[What is required]: Can you reproduce all of the records below, line for line and unchanged, with the pictures left out?

[Records provided]:
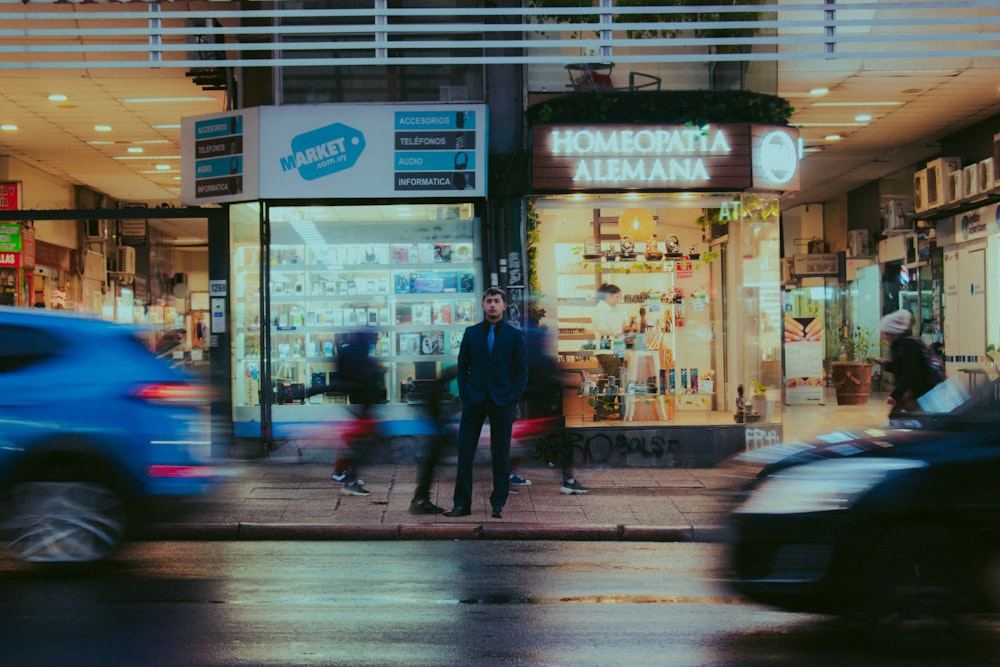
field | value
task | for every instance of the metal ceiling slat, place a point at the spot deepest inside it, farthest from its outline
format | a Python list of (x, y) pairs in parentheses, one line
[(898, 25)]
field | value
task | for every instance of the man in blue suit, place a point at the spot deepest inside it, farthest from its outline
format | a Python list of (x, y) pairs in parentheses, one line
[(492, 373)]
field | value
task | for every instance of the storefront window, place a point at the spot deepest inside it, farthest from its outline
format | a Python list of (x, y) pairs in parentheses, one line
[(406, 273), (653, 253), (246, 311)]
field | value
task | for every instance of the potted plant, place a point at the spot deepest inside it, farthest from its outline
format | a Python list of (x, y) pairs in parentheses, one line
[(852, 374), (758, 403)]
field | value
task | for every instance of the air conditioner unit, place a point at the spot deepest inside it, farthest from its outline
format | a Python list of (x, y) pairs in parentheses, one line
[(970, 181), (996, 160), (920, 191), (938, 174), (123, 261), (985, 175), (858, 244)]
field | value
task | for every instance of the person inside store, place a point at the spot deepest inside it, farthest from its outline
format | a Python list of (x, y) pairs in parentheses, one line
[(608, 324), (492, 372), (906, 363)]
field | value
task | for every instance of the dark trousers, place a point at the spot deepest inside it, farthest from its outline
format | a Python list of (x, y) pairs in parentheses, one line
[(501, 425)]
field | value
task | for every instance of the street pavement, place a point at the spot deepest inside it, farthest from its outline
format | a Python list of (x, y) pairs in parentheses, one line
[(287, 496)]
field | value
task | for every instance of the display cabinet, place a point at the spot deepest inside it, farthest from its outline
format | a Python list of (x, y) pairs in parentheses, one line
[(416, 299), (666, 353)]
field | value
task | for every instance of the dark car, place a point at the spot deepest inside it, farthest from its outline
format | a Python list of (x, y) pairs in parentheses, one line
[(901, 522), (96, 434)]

[The output]:
field | value
task | for every instance of the metal ceiling slat, place a point at the spot deepest inside it, farthest from its outline
format | a Python list of (x, y) pairs in parentheses, one line
[(898, 25)]
field | value
task | for every instance of the man in blue suit, place a point at the spot deepest inside it, farthest from its outline
format | a Python list of (x, y) pairs in parentheses, one line
[(492, 373)]
field | value
task | for every instance of the storefront window, place a point at the spot deepest inside it, farthest from its outline
format | a Python list of (x, y) pairs in parentheses, one line
[(406, 273), (653, 253), (246, 311)]
field | value
task | for every instance of the potted plant, place a point at the spot deepest inside it, farthest from its outline
format | a Python list of (x, y) pairs in parentheses, one line
[(852, 374), (758, 403)]
field | value
task | for every instance of the air conditioner unit, place a point at the spot deepest inside it, farthest from its outline
format | a Python list of (x, y) pairs in parentheses, one line
[(970, 181), (996, 160), (920, 191), (938, 174), (123, 261), (985, 175), (858, 244)]
field | value
task | for every instance of the person inside store, place a point at the spot deepest inside it, farthest from its outline
format | a Python list of (x, y) pairs in parentheses, one line
[(608, 324), (492, 372), (906, 363)]
field | value
task | for every instance of the dark trousers, place a point at the spot deepest inside it, farthest from its outline
format | a Python list of (x, y) pairs in parentheses, one line
[(501, 425)]
field | value
task | for every instance of the street pavement, place a point at the spot deepest inside it, farthest from its outline
format | a Python list of (x, y) pairs in parentheses, one line
[(287, 496)]
field | value
task | for every instance of the display cabinet, place a point at the spot deepest inside it, farthest from its outline
format | a Python list of (x, y) pairs in parentheses, one line
[(416, 299), (666, 353)]
field | value
task | for every instance of the dark car, place a point at the spot deepest inside it, farthest from its outline
format | a Python list of (x, y) pairs in parentheses, one line
[(901, 522), (96, 434)]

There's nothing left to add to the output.